--- begin Selected passage ---
Cheerful Curmudgeon

A complete lack of ideas and the power to express them.

  • Home
  • About Me
    • Art Zemon’s PGP Key
    • Privacy Policy
  • Bede BD-4C
    • Hall of Fame
  • Piper Arrow

Python Generators Neatly Untangle Loops

July 2, 2010 Art Zemon

The Python programming language has become my first choice for most tasks over the last year or so. The more I use it, the more I find to like about it. I just stumbled across generators in a way that made them make sense to me and it is so cool that I want to share it with you. A generator can make a program immensely more readable by separating the task of producing (or generating) data from the task of processing the data.

This will make more sense with an example: print an alphabetized list of all the usernames for a Linux system. On a computer running Linux, the file /etc/passwd contains information about all of the users. Here is the file for my laptop:

root:x:0:0:root:/root:/bin/bash
daemon:x:1:1:daemon:/usr/sbin:/bin/sh
bin:x:2:2:bin:/bin:/bin/sh
sys:x:3:3:sys:/dev:/bin/sh
sync:x:4:65534:sync:/bin:/bin/sync
games:x:5:60:games:/usr/games:/bin/sh
man:x:6:12:man:/var/cache/man:/bin/sh
lp:x:7:7:lp:/var/spool/lpd:/bin/sh
mail:x:8:8:mail:/var/mail:/bin/sh
news:x:9:9:news:/var/spool/news:/bin/sh
uucp:x:10:10:uucp:/var/spool/uucp:/bin/sh
proxy:x:13:13:proxy:/bin:/bin/sh
www-data:x:33:33:www-data:/var/www:/bin/sh
backup:x:34:34:backup:/var/backups:/bin/sh
list:x:38:38:Mailing List Manager:/var/list:/bin/sh
irc:x:39:39:ircd:/var/run/ircd:/bin/sh
gnats:x:41:41:Gnats Bug-Reporting System (admin):/var/lib/gnats:/bin/sh
nobody:x:65534:65534:nobody:/nonexistent:/bin/sh
libuuid:x:100:101::/var/lib/libuuid:/bin/sh
syslog:x:101:102::/home/syslog:/bin/false
klog:x:102:103::/home/klog:/bin/false
hplip:x:103:7:HPLIP system user,,,:/var/run/hplip:/bin/false
avahi-autoipd:x:104:110:Avahi autoip daemon,,,:/var/lib/avahi-autoipd:/bin/false
gdm:x:105:111:Gnome Display Manager:/var/lib/gdm:/bin/false
saned:x:106:113::/home/saned:/bin/false
pulse:x:107:114:PulseAudio daemon,,,:/var/run/pulse:/bin/false
messagebus:x:108:117::/var/run/dbus:/bin/false
polkituser:x:109:118:PolicyKit,,,:/var/run/PolicyKit:/bin/false
avahi:x:110:119:Avahi mDNS daemon,,,:/var/run/avahi-daemon:/bin/false
haldaemon:x:111:120:Hardware abstraction layer,,,:/var/run/hald:/bin/false
art:x:1000:1000:Art Zemon,,,:/home/art:/bin/bash
postfix:x:112:124::/var/spool/postfix:/bin/false
candy:x:1001:1002:Candy Zemon,,,:/home/candy:/bin/bash
sshd:x:113:65534::/var/run/sshd:/usr/sbin/nologin
mediatomb:x:114:126:MediaTomb Server,,,:/var/lib/mediatomb:/usr/sbin/nologin
couchdb:x:115:116:CouchDB Administrator,,,:/var/lib/couchdb:/bin/bash
speech-dispatcher:x:116:29:Speech Dispatcher,,,:/var/run/speech-dispatcher:/bin/sh
kernoops:x:117:65534:Kernel Oops Tracking Daemon,,,:/:/bin/false
usbmux:x:118:46:usbmux daemon,,,:/home/usbmux:/bin/false
festival:x:119:29::/home/festival:/bin/false
rtkit:x:120:128:RealtimeKit,,,:/proc:/bin/false

Since the username is the first “word” on each line, up to the first colon, most of that file is drek and can be ignored. So given that file of stuff, the program breaks down into these tasks:

  1. Open the file /etc/passwd.
--- end Selected passage ---
What to do:
1. In the post on Python generators, shorten the paragraph beginning "The Python programming language has become my first choice" while keeping its main facts.
2. Reproduce the part of the post on Python generators that opens with the words containing "The Python programming" and closes with "processing the data.".
These lines come from a separate source, unrelated to the post on Python generators.
--- begin Recorded data ---
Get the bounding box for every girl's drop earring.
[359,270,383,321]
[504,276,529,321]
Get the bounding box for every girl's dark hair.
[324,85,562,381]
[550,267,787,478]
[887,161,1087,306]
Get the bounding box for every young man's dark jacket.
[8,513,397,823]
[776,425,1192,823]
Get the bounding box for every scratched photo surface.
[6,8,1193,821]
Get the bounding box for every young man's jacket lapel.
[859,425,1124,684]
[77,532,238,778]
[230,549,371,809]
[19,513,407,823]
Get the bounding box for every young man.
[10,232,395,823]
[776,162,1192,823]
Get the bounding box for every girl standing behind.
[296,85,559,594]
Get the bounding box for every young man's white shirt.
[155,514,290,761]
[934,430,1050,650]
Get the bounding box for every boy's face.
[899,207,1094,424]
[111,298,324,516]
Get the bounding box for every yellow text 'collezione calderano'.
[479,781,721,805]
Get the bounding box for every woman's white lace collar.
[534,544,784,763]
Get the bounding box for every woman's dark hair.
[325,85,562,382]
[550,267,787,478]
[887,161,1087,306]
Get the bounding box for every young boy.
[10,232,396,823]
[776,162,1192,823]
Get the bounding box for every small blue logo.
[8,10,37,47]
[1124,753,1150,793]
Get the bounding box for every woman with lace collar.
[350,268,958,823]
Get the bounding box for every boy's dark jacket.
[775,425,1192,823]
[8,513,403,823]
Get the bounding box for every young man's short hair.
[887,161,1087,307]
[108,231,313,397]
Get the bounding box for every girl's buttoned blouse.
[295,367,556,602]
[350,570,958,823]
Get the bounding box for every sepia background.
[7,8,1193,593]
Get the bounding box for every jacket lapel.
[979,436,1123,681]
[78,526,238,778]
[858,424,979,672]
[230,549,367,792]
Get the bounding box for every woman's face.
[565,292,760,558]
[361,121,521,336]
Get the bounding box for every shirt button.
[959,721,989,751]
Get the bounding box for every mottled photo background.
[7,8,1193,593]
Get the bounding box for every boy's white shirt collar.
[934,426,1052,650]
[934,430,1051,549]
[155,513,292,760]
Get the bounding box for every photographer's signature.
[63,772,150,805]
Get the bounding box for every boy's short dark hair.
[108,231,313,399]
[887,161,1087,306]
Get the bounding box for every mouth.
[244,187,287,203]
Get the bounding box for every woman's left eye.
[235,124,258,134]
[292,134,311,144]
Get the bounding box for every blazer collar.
--- end Recorded data ---
Solutions in order:
1. Over roughly the past year, Python has become the author's first choice for most tasks, and the author likes it more with use. After recently coming to understand generators, the author wants to share them. A generator makes a program far more readable by separating producing data from processing it.

2.
The Python programming language has become my first choice for most tasks over the last year or so. The more I use it, the more I find to like about it. I just stumbled across generators in a way that made them make sense to me and it is so cool that I want to share it with you. A generator can make a program immensely more readable by separating the task of producing (or generating) data from the task of processing the data.